--- What to work on ---
a – Reproduce the part of the Outlook contacts post below, starting with "Export your Outlook" and going on through "you named it.".
b – Answer these questions from the Outlook contacts post below:
(i) Which SAS function solved the problem of figuring out the distance?
(ii) What name and location should be given to the exported file?
(iii) Which file type is chosen when exporting?
c – List every field the Outlook contacts post below says to choose under "Map Custom Fields…".

--- Reading passage ---
(begin)

So I wanted to write a SAS program to read my Outlook contacts, and then determine the distance between me and my friends.  So two obstacles needed to be overcome:

  1. Getting at my contacts info.
  2. Figuring out the distance.

So with some sleuthing, I learned how to take my Outlook contacts and write them out to a file, so obstacle 1 was complete.   Obstacle 2 was solved with the SAS zipcitydistance function.

Once those obstacles were overcome, I then created a SAS program and used the tasks within SAS Enterprise Guide that created 2 outputs.

  1. A listing report showing me the distance between where I’m going and the 3 friends who are closest to that location.
  2. A map of the US pinpointing my Outlook contacts.


So I’m going to share my efforts with you in case you want to do the same. Here are the steps you need.

Export your Outlook Contacts

  1. Open your Outlook Contacts window.
  2. From the File tab, click on Open then Import (yes I know we are exporting our contacts not importing. Complaints can be sent to Microsoft.)
  3. Select “Export to a File”. Click Next.
  4. Select “Comma Separated Values (Windows)”. Click Next.
  5. Choose your contacts folder. I have categorized mine to have a separate subfolder that is my personal friends (excludes business contacts).  Click Next.
  6. Specify the name and location to be c:\temp\mapcontacts.CSV. Obviously, you can put it anywhere you want to, but this is what my SAS code below assumes you named it.
  7. Click on Next and replace if prompted.
  8. Click on “Map Custom Fields…”
  9. Choose the fields of
    • First Name
    • Last Name
    • Home Street
    • Home City
    • Home Postal Code
  10. Click OK. Then click Finish.

Run Your SAS Program

  1. Open a SAS session.

(end)

--- Entries provided ---
(begin)

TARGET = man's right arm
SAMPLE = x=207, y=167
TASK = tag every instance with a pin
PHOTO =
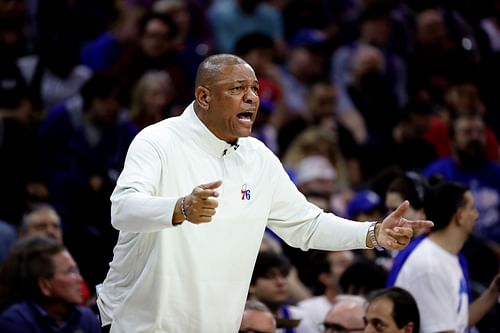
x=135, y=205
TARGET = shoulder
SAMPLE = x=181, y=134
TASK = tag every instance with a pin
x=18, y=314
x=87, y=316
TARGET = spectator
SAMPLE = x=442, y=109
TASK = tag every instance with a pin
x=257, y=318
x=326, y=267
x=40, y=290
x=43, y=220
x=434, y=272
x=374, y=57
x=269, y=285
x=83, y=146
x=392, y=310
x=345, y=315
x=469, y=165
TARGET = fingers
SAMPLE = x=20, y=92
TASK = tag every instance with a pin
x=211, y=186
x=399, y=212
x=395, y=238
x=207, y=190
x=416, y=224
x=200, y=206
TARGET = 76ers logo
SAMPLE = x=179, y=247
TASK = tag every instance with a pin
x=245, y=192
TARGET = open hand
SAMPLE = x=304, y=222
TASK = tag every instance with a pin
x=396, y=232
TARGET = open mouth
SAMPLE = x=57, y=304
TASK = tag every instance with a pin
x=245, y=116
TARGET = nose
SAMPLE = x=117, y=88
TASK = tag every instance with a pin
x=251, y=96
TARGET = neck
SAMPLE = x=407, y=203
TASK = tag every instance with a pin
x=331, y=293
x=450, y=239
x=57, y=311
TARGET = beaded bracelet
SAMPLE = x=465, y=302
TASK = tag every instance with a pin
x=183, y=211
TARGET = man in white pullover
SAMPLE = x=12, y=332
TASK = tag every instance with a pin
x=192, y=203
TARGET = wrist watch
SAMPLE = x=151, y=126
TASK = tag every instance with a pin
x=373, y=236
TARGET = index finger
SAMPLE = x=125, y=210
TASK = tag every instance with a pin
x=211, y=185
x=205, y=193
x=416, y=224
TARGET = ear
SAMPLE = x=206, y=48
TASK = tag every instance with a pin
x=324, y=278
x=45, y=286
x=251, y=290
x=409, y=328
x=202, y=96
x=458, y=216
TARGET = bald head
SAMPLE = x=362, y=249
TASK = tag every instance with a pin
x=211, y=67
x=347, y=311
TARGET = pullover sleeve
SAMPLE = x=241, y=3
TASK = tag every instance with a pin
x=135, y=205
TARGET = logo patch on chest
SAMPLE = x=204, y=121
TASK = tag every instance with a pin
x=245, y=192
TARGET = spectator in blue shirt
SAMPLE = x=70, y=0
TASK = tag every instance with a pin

(end)

--- Solutions for each task ---
a –
Export your Outlook Contacts

  1. Open your Outlook Contacts window.
  2. From the File tab, click on Open then Import (yes I know we are exporting our contacts not importing. Complaints can be sent to Microsoft.)
  3. Select “Export to a File”. Click Next.
  4. Select “Comma Separated Values (Windows)”. Click Next.
  5. Choose your contacts folder. I have categorized mine to have a separate subfolder that is my personal friends (excludes business contacts).  Click Next.
  6. Specify the name and location to be c:\temp\mapcontacts.CSV. Obviously, you can put it anywhere you want to, but this is what my SAS code below assumes you named it.

b –
(i) The SAS zipcitydistance function.
(ii) c:\temp\mapcontacts.CSV
(iii) "Comma Separated Values (Windows)"

c –
First Name
Last Name
Home Street
Home City
Home Postal Code